_RECORDS FOR THE TASK_
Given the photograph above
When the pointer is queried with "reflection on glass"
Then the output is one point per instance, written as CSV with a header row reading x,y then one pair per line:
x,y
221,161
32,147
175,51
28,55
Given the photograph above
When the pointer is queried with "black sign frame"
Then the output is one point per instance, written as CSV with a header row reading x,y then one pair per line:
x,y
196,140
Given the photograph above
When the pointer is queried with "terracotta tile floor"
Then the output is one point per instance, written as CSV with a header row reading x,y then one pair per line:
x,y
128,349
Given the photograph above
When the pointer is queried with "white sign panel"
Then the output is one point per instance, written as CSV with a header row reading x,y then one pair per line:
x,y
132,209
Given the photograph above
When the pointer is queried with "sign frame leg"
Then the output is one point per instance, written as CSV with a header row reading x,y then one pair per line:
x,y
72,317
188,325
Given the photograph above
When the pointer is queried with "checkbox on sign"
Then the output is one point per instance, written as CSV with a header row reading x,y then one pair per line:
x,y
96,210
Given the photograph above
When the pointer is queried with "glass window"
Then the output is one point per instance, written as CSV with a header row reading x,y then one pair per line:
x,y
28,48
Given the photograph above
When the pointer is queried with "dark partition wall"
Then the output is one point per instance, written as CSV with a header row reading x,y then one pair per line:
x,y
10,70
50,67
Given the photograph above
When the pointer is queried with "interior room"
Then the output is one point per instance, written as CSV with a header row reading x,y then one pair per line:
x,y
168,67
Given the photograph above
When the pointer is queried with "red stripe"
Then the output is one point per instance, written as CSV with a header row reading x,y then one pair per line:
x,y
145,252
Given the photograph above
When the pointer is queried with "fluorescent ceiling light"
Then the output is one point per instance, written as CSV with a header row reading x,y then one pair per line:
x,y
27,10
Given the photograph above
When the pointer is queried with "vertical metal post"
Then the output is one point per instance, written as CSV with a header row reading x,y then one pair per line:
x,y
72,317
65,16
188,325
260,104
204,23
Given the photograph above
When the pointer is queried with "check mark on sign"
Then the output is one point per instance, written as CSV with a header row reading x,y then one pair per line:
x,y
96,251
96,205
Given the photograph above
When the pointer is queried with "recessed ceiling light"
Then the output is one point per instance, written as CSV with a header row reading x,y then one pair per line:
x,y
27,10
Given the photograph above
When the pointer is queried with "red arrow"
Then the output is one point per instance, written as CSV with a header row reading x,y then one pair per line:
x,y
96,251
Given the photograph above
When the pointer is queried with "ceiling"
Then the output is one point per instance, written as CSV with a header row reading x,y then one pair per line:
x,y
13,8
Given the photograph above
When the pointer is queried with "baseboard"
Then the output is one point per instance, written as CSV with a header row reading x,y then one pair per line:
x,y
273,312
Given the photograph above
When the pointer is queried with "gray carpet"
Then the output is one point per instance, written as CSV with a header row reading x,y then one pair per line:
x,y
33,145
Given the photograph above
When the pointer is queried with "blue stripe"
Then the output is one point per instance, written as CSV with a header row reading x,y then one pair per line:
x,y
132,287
--
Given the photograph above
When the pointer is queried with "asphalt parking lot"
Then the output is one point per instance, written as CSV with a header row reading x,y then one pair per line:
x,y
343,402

_TASK BRIEF_
Every line of the entries above that includes "sign" should be copied.

_SOLUTION FOR THIS EXERCISE_
When the pointer is queried with "black sign frame"
When the pointer is queried with "white sign panel"
When the pointer is queried with "sign frame leg"
When the pointer is queried with "checkbox on sign"
When the pointer is queried with "check mark on sign"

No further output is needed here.